=== OBJECTIVE 1 ===
In the mortgage program descriptions below, why does the Foreign Asset / Income program translate, notarize, and align proof of foreign income or bank balances with U.S. standards? Answer in one to three sentences.
-- start EXTRACTED TEXT --
This method is tailored for retirees or high-net-worth individuals who do not currently have a regular, recurring stream of income but hold a substantial amount of assets in bank or brokerage accounts. The total assets are divided by a set period (e.g., 60 to 84 months) to hypothetically convert the wealth into a monthly qualifying income. Assets here refer strictly to cash and cash equivalents; real estate is excluded.

7. Foreign Asset / Income

This program is for expatriates and foreign investors who lack a sufficient U.S. income or credit history but hold a job or assets overseas (such as in South Korea). Proof of foreign income or bank balances is translated into English, notarized, and aligned with U.S. mortgage underwriting standards to be formally recognized as qualifying income and down payment funds.

8. No Income No Asset

This is an extremely streamlined program primarily used for purchasing investment properties. The lender completely waives verification of the borrower’s current job income, employment status, and even any post-closing reserve assets beyond the down payment. The file is underwritten solely based on the applicant’s personal credit score and the value of the property being purchased. It typically requires a down payment of 35% or more and a very high FICO score.

9. Asset Utilization

While similar to Asset Depletion, this program uses a different underwriting formula. The lender evaluates the total market value of the stocks, funds, and savings accounts held by a retiree or wealth holder, applies a certain discount rate, and uses the entire lump-sum asset base as evidence of repayment ability. Instead of breaking it down into monthly increments, they approve the loan based on the absolute scale of the assets owned—for example, verifying whether the borrower holds the equivalent of 60 months’ worth of liquid cash. (Caution: Just like Method 6, real estate assets are strictly excluded from the calculation, and only financial assets that can be liquidated immediately are recognized.)
-- end EXTRACTED TEXT --
-- start DATA RECORDS --
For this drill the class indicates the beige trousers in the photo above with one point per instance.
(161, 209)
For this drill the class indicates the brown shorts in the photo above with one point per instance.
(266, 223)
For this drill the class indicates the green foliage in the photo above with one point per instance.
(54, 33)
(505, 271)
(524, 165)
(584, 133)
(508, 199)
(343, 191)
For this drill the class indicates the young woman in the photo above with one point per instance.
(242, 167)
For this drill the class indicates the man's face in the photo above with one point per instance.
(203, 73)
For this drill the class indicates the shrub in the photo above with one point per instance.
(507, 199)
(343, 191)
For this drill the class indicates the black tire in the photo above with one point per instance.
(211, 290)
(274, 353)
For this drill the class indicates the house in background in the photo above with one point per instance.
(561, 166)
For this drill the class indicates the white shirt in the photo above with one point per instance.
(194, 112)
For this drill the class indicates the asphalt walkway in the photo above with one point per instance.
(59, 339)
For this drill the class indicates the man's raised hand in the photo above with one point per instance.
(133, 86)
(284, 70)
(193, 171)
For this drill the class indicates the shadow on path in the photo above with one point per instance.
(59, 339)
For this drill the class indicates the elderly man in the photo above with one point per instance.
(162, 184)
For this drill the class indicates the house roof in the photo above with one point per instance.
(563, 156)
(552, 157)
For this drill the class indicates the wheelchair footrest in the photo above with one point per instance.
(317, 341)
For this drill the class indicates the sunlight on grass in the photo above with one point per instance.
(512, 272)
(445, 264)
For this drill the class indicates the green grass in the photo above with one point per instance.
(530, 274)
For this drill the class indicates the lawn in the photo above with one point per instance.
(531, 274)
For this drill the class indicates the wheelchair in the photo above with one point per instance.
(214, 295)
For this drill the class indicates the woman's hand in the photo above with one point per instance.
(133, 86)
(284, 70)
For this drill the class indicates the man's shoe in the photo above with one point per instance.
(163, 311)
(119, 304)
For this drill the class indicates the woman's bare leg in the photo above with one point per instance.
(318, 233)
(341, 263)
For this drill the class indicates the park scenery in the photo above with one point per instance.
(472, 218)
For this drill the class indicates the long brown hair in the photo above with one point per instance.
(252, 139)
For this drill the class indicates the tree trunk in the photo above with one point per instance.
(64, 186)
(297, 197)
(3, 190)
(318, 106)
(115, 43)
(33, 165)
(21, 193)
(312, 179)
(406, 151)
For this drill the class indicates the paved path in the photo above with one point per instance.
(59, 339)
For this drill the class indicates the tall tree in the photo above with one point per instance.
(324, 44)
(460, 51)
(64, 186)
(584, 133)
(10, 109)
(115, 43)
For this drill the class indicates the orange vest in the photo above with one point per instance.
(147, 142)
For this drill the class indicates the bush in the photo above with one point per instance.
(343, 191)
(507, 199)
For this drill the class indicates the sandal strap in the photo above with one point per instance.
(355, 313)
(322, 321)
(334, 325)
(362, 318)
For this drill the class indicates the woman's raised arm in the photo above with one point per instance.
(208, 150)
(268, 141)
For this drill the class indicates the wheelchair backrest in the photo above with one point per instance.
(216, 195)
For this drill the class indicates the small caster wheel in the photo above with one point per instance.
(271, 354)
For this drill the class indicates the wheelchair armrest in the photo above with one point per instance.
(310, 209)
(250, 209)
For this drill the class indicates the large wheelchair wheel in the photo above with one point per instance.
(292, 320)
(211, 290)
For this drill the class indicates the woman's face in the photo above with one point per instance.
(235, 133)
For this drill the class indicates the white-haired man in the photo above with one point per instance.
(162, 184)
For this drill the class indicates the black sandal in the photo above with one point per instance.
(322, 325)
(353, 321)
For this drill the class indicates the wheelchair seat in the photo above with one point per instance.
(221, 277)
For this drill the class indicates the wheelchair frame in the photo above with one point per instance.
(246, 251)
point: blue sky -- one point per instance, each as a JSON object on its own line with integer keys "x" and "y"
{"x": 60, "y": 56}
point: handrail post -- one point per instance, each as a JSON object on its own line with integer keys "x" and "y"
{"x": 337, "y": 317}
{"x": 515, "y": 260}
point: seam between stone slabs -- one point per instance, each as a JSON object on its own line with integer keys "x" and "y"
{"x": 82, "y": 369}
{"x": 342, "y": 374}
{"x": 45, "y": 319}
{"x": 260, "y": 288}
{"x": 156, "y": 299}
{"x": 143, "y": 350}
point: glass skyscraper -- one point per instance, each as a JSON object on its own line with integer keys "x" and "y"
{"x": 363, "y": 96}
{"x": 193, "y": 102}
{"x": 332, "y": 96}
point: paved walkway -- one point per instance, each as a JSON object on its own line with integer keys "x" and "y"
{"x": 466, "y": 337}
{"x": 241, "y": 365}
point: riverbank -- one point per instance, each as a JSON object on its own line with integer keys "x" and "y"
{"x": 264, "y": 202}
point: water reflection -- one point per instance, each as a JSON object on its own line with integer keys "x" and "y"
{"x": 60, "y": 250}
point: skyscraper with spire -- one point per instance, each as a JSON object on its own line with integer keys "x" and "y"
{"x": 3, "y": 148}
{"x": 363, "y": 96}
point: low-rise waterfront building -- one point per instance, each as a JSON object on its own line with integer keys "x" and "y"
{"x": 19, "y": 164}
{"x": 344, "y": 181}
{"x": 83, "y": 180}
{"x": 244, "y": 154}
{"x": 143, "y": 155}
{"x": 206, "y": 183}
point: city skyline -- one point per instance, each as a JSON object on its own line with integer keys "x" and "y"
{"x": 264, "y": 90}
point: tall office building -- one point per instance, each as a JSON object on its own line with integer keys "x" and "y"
-- end DATA RECORDS --
=== OBJECTIVE 2 ===
Gather each line of the records above that contains the word "tall".

=== PROBLEM SOLUTION 1 ===
The program puts proof of foreign income or bank balances through these steps so that it can be formally recognized as qualifying income and down payment funds.

=== PROBLEM SOLUTION 2 ===
For this drill the class indicates the tall tree in the photo above with one point per instance.
point: tall office building -- one point per instance, each as a JSON object on its own line with integer keys "x" and "y"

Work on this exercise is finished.